Work order :: Look below for lines that hold the string "DETECT" and copy each one.

[Dataset entries]

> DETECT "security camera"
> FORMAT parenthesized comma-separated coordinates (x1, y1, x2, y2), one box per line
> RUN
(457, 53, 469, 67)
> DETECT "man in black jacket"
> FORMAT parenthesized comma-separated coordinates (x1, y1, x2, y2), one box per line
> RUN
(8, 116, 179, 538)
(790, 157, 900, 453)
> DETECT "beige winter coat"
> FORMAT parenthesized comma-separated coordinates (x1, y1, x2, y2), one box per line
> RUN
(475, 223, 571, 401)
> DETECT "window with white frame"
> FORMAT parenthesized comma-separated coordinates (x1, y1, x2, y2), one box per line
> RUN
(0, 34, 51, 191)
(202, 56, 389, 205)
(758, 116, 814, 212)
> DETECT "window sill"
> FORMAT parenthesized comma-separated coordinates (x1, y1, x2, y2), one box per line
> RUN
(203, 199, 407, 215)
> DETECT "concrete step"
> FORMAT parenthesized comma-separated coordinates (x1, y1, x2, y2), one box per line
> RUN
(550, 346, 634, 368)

Reply ::
> DETECT "security camera"
> DETECT "man in black jacket"
> DETECT "beige winter coat"
> DETECT "window with white frame"
> DETECT "window sill"
> DETECT "concrete step"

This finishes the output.